Sunday, September 19, 2010

Deep thoughts re traveling

I have been traveling for work today.  Here are some related insights: 
 
1.  I know I should boycott Arizona, but I had a layover in Phoenix and my custom of getting a Pizza Hut Personal Pan Pizza (or whatever they're called these days) while killing time in an airport won out.  The moral outrage, she is weak compared to the tummy.  
 
2.  The language that airline employees use when making announcements is really odd:  "We DO ask that you store your smaller personal item underneath the seat in front of you," "We DO appreciate your patience during the boarding process," "We WILL ask that you pay with a major credit card."  Normally you would only use that kind of emphasis if someone had questioned whether you really meant what you were saying:  "You don't really appreciate my patience!" "Yes, I DO!"  So I guess that's apt, then.
 
3.  The hotel I am staying in has Guest Laundry Rooms, for which I am grateful.  I am even more psyched that the washers and dryers are the EXACT SAME ones as we had in the dorms in college.  Speed Queen Commercial Washers and Dryers!  With the coin slots and everything!  It takes me back.  There was some way to rig them so the quarters (or something that substituted for quarters?) stayed in the slots and you didn't have to pay, but I don't remember what it was and probably wouldn't try it even if I did.  
 
4.  There is something nice about having a rental car and your own hotel room and being able to set up your little world however you want, and to watch TV in bed.  I am not going all George Clooney in Up in the Air, though, and I will see if I still agree with this in 13 days, when I am still at the Executive Inn and Suites by the freeway in Oakland.  (In case you want to look me up.) 
 
5.  The time zones got away from me and I forgot to call before it got unreasonably late, Mom and Dad.  Sorry.  Talk to you sometime this week.   

Friday, September 17, 2010

Cubicle/Walt Disney paper dream

I had a really weird, vivid dream last night. I was working on a big paper that I had to finish in order to graduate from law school or college, not sure which. I had rented a hotel room to work on the paper, but the room was actually a cubicle with a fold-out bed in it. There were several other people in adjoining cubicles, also working on papers. At some point in the dream I was telling someone what my paper was going to be about, and I said with excitement that I had decided to write about Walt Disney because I had already written about him before. (I wrote an autobiography about Walt Disney for a Gifted and Talented class assignment in 5th grade.) I said I was going to focus on both art history and math as they related to Disney films. The person I was talking to said that was a bad idea and maybe I should rethink it. I then realized that it was, in fact, a bad idea and went back to my cubicle/hotel. The cubicle was so full of paper that I couldn't fold the bed down.

And I am not even feeling stressed out about work, and my office is pretty clean! What does this mean? I woke up feeling grateful that I don't have to come up with topics to write papers about anymore, so I guess that's a good insight.

Stored data
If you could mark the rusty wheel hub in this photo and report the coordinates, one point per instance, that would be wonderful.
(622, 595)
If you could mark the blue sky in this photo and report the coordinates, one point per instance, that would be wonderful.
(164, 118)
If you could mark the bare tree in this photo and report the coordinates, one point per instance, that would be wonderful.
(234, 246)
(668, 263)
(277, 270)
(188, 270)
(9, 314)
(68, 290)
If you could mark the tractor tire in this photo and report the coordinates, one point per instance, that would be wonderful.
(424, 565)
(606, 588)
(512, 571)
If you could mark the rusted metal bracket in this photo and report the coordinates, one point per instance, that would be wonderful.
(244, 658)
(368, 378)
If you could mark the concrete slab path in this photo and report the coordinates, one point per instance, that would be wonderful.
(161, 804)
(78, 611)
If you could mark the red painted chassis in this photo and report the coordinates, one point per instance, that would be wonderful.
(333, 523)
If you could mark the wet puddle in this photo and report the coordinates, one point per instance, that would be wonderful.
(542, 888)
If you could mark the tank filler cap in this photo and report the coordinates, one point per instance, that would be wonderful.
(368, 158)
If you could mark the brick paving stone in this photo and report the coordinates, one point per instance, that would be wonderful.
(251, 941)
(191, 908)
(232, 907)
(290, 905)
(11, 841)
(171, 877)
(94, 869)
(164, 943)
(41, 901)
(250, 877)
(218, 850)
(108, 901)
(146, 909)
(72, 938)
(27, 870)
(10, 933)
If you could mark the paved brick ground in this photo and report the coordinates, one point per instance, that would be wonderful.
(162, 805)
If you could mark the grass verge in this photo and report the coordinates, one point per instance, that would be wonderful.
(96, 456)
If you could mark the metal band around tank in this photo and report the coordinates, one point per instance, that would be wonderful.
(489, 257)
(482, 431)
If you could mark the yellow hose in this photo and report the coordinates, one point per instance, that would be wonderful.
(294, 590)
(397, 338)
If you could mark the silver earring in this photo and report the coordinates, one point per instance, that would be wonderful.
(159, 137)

THE TASKS
**A.** From the blog posts, write out the part that opens with the words containing "Sunday, September 19, 2010" and closes with "to the tummy.".
**B.** Swap "wonderful" for "great" in the part of the records that opens with the line containing "If you could mark the brick" and closes with the last line of the records. Give back only those lines, otherwise unchanged.
The blog posts and the records were taken from unrelated sources.

EXERCISE ANSWERS
**A.**
Sunday, September 19, 2010

Deep thoughts re traveling

I have been traveling for work today.  Here are some related insights: 
 
1.  I know I should boycott Arizona, but I had a layover in Phoenix and my custom of getting a Pizza Hut Personal Pan Pizza (or whatever they're called these days) while killing time in an airport won out.  The moral outrage, she is weak compared to the tummy.

**B.**
If you could mark the brick paving stone in this photo and report the coordinates, one point per instance, that would be great.
(251, 941)
(191, 908)
(232, 907)
(290, 905)
(11, 841)
(171, 877)
(94, 869)
(164, 943)
(41, 901)
(250, 877)
(218, 850)
(108, 901)
(146, 909)
(72, 938)
(27, 870)
(10, 933)
If you could mark the paved brick ground in this photo and report the coordinates, one point per instance, that would be great.
(162, 805)
If you could mark the grass verge in this photo and report the coordinates, one point per instance, that would be great.
(96, 456)
If you could mark the metal band around tank in this photo and report the coordinates, one point per instance, that would be great.
(489, 257)
(482, 431)
If you could mark the yellow hose in this photo and report the coordinates, one point per instance, that would be great.
(294, 590)
(397, 338)
If you could mark the silver earring in this photo and report the coordinates, one point per instance, that would be great.
(159, 137)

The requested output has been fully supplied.